▶ DATA FOR ANALYSIS
****************

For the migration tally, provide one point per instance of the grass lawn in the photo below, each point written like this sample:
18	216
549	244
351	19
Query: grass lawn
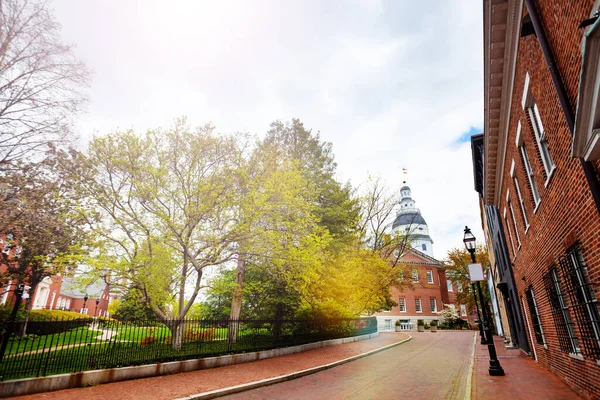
78	335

****************

▶ EXERCISE OBJECTIVE
The records above must be returned exactly, with each picture omitted.

▶ RESPONSE TO THE TASK
For the migration tally, provide one point per instance of the grass lawn in the photo below, each point written like this sample:
18	216
549	244
351	19
Query: grass lawn
78	335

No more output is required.